** DATA TO PROCESS **
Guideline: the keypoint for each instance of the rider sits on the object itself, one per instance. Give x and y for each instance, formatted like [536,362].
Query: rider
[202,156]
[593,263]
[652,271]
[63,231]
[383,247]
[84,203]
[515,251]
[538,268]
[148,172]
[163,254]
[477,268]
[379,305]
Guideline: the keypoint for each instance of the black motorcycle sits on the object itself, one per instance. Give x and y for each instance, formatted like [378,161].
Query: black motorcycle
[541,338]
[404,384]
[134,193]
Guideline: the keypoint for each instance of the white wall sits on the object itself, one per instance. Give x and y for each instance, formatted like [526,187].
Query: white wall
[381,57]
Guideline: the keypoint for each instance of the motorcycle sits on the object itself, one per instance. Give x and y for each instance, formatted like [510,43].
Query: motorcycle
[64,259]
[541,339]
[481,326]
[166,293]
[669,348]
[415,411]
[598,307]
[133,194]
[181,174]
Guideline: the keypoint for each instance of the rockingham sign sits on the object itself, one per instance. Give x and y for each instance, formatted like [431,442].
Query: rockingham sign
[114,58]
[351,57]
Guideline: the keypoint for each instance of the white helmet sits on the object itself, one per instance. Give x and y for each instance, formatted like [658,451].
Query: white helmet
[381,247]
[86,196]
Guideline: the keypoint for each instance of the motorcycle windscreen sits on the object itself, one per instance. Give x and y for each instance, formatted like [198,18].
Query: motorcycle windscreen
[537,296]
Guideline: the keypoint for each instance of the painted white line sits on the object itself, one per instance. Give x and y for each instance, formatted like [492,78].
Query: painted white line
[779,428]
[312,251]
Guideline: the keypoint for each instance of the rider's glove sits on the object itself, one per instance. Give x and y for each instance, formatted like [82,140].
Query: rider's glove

** WORK TO DO **
Reproduce all of the records above, substituting "marker" for each occurrence of "keypoint" and leaving everything else unchanged.

** TASK RESPONSE **
Guideline: the marker for each instance of the rider sits on the object itself, one per instance. Give x and y for each instance, formatted like [536,362].
Query: rider
[202,156]
[593,263]
[652,271]
[63,231]
[383,247]
[84,203]
[515,251]
[538,268]
[148,172]
[163,254]
[477,268]
[379,305]
Guideline: the marker for each instance of the black motorcycle sits on the object itself, one per instance. Give x and y for each instance, formatted like [378,161].
Query: black motorcycle
[541,338]
[404,384]
[134,193]
Guideline: the marker for each instance of the white wall sits on the object itself, one per instance. Give x and y for each instance, formatted like [526,187].
Query: white wall
[381,57]
Guideline: the marker for each instance of the motorcycle sits on the object itself, one per instance. Give x and y for each instance, formatted like [510,43].
Query: motorcycle
[64,259]
[541,339]
[481,326]
[166,293]
[669,348]
[415,411]
[598,307]
[133,194]
[181,174]
Guideline: the marker for each instance of the rockingham sign sits on the object itself, one per instance. Give x and y for each instance, formatted like [431,442].
Query: rockingham sign
[114,58]
[351,57]
Guideline: the marker for each instance of the white helmet sits on the object itself, one per instance. Give x and y for each instance, formatted like [658,451].
Query: white helmet
[381,247]
[86,196]
Guideline: the marker for each instance of the motorcycle windscreen sits on the object itself, one per instance. Give x and y for each instance, formatted like [198,18].
Query: motorcycle windscreen
[537,296]
Guideline: the marker for each instance of the painted white line sits on the object itself, one per instance. Give x and y for each instance, formatted like [492,78].
Query: painted white line
[779,428]
[312,251]
Guideline: the marker for each instance of the rider's glove sits on the object itself, one per instance. Give x and y for each instance, formatted like [82,140].
Query: rider's glove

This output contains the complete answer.